*** PASAJE CITADO ***
Este primer paso, después de una generación y otra guerra civil, fue seguido por la creación del  Registro Civil en 1888, que privó a la Iglesia de parte de sus ingresos por casamientos, bautizos y funerales, y por la reforma del Código que hizo pasar el matrimonio a ser independiente de la religión o falta de religión de los contrayentes. Así se recuperó para el Estado el poder de unir personas.
La Iglesia siguió confundiendo el matrimonio civil con el sacro, afirmando que el matrimonio se originaba en Dios, cuando su genealogía se remontaba apenas a Constantino, el emperador que quiso salvar a Roma haciendo del cristianismo la religión oficial. Fracasó y dio paso al oscurantismo de la Edad Media, donde la iglesia fundió en un rito único el matrimonio de los patricios y el casamiento de la plebe, amenazando con el infierno a los que no la obedecieran. El casamiento como simple acto de cohabitación de personas sin patrimonio no requería matrimonio porque carecía de herencia, y sin patrimonio no hay matrimonio. Pero en los siglos XX y XXI hay un porcentaje de la humanidad con bienes que legar mucho mayor que en cualquier otra época histórica;  y la cambiante institución del matrimonio, que iba absorbiendo los cambios de la sociedad y la cultura casando lo impensable antes del siglo XIX; como era unir judíos con católicos, blancos con indios, criollos con turcos, se enfrenta al cambio hoy de no unir sexos, sino personas.

 

De los casamientos surgen familias, y sin duda la familia resultante de un casamiento puede incluir progenie. Pero acotar el concepto de familia y por tanto los deberes familiares resultantes a que exista progenie dio lugar a enormes arbitrariedades y fue parte de la sujeción de la mujer. El marido podía repudiar a la mujer que no le daba hijos, como lo hizo Enrique VIII con Catalina de Aragón, y si la Iglesia de Roma no accedía al divorcio lo hacía la de Inglaterra, y no hubo división de bienes porque eran reyes y tenían mucho los dos. Para las mujeres pobres, el casamiento tutelado por el Estado fue un beneficio. Así los maridos ya no pudieron repudiarlas por ser estériles, por no darles hijos varones, por no ser sumisas; y cuando el Estado tuteló no sólo la unión sino también el divorcio separador de personas y bienes, cosa que había intentado en 1954 y que había sido revocada por la devota Revolución Libertadora, y que requirió una generación más para lograrse en 1987, quedó absolutamente en claro que, a pesar del nombre, la Ley de Matrimonio argentina se refiere a una institución laica, no a un sacramento.
*** LÍNEAS DE DATOS ***
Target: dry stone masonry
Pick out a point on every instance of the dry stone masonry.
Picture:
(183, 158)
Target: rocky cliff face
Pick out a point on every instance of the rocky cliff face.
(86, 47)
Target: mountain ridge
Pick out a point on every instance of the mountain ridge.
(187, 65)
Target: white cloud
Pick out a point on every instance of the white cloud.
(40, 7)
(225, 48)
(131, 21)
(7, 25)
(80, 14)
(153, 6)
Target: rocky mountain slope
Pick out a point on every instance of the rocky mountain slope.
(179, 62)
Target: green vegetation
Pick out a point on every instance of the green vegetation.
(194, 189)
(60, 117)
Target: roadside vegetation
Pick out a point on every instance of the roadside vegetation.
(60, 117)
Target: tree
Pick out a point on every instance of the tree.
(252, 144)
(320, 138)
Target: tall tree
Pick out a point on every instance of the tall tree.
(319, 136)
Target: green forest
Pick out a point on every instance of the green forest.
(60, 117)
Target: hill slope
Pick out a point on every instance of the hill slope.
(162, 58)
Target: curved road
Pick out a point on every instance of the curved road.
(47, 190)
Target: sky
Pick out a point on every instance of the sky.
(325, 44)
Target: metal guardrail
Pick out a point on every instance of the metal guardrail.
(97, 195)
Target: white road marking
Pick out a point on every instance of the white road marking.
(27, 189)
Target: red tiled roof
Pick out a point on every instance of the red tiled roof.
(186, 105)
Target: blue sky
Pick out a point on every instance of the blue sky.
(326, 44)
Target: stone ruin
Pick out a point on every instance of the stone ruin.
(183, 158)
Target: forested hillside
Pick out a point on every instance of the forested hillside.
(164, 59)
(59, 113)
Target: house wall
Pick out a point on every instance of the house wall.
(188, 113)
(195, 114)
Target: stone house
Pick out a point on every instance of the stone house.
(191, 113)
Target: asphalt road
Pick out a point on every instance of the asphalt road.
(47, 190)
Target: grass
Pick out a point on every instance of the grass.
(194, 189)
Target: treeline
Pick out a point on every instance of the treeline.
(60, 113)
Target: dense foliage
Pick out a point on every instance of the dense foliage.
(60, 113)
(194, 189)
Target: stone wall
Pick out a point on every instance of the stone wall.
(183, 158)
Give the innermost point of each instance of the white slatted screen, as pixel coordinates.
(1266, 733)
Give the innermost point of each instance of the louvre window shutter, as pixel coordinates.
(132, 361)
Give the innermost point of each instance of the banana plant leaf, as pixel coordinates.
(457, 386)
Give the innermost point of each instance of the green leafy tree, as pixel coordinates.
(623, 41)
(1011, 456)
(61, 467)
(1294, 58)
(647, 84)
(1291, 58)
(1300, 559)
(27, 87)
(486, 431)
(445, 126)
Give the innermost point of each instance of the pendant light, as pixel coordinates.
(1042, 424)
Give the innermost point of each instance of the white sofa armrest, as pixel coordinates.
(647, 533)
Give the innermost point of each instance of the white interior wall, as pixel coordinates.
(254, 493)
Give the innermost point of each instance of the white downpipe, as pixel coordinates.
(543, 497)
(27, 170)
***
* TAREAS:
1/ Según el texto sobre el matrimonio civil, ¿por qué el casamiento tutelado por el Estado fue un beneficio para las mujeres pobres? Responde en una a tres oraciones.
2/ Continúa el texto sobre el matrimonio civil a partir de su última oración.

* RESPUESTAS:
1/ Fue un beneficio porque, con la tutela del Estado, los maridos ya no pudieron repudiarlas por ser estériles, por no darles hijos varones o por no ser sumisas.

2/
En esta larga evolución el matrimonio ha ido superando diferencias, incorporando modificaciones y prescindiendo de prohibiciones hasta llegar a ser esta entidad múltiple que es hoy, entre cuyas funciones (no la única ni la definitoria) puede estar la procreación.  La familia creada por un matrimonio heterosexual puede descubrir que es incapaz de tener hijos y no por ello deja de ser socialmente útil: en última instancia, pueden recurrir a la adopción o a la fertilización asistida. Esto también ocurre con las parejas del mismo sexo, que  hoy reclaman que el Estado les otorgue la misma confianza y protección que a las parejas de distinto sexo, y que sus hijos e hijas tengan igualdad de derechos con los hijos e hijas de parejas heterosexuales.
Las minorías sexuales deseamos el matrimonio porque enaltece a quien entabla tal unión y refuerza las bases de la familia y de la sociedad. Acudir a los pactos internacionales para sostener que “familia” es sólo unión de mujer y varón es olvidar el art. 77 inciso 22 de nuestra Carta Magna, que establece que dichos pactos “no  derogan artículo alguno de la primera parte de esta Constitución y deben entenderse complementarios de los derechos y garantías por ella reconocidos “, y el artículo 16 establece de una vez y para siempre: ”todos los ciudadanos son iguales ante la ley”.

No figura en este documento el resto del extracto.